Stated problem: Reproduce the records from their first line through the line containing "190), (411, 193)]]", switching "rock face" to "cliff" and leaving everything else unchanged.
[START Available records]
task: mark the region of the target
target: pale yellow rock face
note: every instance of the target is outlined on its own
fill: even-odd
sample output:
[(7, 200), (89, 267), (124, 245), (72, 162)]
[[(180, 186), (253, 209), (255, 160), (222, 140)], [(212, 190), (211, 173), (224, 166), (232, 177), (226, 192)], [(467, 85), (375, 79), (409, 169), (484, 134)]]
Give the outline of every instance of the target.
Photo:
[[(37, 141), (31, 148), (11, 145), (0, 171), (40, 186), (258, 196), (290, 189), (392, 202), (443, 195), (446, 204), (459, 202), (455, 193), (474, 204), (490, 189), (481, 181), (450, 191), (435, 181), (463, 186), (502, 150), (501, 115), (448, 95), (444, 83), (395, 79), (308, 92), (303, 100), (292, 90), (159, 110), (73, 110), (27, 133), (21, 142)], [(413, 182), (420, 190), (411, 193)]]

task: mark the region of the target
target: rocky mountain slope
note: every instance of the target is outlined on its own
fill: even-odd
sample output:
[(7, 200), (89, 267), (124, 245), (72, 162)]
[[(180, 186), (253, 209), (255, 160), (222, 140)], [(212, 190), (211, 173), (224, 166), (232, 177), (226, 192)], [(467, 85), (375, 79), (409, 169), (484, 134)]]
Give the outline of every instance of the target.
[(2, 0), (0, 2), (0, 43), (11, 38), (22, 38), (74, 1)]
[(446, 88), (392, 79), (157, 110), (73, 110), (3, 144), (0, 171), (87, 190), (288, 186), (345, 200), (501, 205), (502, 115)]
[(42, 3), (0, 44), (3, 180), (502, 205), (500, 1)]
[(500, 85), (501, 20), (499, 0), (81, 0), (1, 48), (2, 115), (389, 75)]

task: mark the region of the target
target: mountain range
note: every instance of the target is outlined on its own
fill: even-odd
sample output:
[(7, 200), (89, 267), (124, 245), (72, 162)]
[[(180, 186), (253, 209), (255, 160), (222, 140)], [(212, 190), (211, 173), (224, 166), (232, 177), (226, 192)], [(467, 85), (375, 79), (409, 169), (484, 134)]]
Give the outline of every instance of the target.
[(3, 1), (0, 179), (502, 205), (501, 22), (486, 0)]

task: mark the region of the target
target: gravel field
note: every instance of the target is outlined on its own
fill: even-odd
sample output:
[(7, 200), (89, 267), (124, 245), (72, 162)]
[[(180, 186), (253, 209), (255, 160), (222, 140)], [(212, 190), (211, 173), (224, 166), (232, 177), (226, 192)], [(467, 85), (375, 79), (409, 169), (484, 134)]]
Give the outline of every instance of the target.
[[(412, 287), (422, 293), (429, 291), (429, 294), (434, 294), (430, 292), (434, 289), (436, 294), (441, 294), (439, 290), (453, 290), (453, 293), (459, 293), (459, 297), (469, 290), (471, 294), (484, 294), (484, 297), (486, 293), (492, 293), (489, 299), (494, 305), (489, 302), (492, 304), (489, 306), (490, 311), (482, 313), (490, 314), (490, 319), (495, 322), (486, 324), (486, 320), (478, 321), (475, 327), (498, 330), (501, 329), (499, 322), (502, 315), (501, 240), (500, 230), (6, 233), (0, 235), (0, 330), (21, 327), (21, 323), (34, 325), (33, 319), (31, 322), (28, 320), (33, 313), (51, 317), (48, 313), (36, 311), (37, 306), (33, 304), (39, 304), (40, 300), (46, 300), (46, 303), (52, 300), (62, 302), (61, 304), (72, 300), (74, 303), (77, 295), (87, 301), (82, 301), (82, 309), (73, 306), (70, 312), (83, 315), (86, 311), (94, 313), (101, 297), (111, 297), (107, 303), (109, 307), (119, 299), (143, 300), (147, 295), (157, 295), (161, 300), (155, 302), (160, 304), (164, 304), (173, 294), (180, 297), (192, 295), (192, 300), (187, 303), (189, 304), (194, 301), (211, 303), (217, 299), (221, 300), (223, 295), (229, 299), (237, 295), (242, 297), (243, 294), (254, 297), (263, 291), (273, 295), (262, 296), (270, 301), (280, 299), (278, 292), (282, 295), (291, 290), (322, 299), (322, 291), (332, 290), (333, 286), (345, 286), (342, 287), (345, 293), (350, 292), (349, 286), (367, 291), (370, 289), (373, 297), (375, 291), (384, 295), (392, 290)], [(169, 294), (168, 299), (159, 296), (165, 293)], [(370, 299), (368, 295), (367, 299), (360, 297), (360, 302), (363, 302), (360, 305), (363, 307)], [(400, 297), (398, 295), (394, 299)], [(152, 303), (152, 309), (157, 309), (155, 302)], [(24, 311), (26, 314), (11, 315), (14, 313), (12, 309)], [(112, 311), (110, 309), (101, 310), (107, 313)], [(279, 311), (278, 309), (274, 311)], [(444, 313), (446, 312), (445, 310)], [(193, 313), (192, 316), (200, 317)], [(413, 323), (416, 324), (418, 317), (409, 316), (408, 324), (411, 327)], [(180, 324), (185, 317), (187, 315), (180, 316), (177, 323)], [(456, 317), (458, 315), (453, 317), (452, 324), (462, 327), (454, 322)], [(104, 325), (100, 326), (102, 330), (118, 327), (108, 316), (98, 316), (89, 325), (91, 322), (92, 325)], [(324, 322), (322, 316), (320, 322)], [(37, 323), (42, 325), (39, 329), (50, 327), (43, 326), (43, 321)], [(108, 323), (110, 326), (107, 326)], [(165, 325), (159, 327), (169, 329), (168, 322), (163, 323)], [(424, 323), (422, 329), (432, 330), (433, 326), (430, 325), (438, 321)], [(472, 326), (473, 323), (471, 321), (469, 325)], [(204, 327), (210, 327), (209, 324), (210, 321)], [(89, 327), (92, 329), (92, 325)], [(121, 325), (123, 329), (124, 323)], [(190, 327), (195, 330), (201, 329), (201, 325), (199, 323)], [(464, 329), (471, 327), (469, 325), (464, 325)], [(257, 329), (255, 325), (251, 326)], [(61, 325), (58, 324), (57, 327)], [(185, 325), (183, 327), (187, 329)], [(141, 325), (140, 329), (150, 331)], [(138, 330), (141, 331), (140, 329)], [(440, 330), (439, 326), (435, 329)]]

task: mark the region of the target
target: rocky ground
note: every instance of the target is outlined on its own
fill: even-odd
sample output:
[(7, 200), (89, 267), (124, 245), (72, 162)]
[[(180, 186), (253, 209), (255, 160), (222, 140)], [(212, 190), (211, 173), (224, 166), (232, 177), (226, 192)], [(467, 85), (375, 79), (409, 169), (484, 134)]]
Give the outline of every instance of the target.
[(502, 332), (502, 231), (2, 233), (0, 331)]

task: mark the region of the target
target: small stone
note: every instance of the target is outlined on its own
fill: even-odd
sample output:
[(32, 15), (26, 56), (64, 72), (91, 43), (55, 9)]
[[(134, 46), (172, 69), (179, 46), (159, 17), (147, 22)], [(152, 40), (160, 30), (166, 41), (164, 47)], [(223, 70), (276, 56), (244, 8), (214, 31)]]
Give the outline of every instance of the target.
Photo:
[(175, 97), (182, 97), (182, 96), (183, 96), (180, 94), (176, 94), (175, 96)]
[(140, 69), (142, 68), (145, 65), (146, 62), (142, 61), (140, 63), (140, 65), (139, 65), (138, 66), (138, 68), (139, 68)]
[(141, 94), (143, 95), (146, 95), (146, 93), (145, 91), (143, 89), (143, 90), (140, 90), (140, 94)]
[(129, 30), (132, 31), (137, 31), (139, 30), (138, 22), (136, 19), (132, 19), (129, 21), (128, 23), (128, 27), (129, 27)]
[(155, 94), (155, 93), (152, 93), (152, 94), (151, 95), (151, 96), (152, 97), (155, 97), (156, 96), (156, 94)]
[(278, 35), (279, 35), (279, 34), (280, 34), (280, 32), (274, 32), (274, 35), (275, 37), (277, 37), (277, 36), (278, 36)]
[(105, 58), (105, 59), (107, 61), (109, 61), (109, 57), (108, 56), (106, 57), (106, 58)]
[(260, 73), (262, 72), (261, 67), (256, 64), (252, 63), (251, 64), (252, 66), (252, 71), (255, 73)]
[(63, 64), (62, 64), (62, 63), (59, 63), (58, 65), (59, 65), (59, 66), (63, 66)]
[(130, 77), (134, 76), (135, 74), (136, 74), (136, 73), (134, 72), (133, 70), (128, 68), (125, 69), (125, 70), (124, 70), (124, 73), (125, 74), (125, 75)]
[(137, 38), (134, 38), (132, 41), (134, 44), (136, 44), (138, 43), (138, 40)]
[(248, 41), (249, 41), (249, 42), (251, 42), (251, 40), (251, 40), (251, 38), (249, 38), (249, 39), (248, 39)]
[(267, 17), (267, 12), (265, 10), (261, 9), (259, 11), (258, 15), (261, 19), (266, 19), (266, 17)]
[END Available records]
Result:
task: mark the region of the target
target: pale yellow cliff
note: every instance of the target is outlined on its own
fill: even-odd
sample output:
[(7, 200), (89, 267), (124, 245), (72, 162)]
[[(180, 186), (253, 209), (255, 160), (222, 140)], [(212, 190), (211, 173), (224, 166), (232, 177), (226, 192)], [(467, 85), (375, 79), (409, 169), (484, 134)]]
Give the outline of every instance of the target.
Photo:
[[(37, 141), (31, 148), (11, 145), (0, 171), (40, 186), (258, 196), (290, 189), (392, 202), (443, 195), (446, 204), (459, 202), (455, 193), (474, 204), (490, 189), (481, 181), (450, 191), (435, 181), (463, 186), (502, 150), (501, 115), (448, 95), (444, 83), (395, 79), (308, 92), (303, 100), (292, 90), (159, 110), (73, 110), (27, 133), (21, 142)], [(413, 182), (420, 190), (411, 193)]]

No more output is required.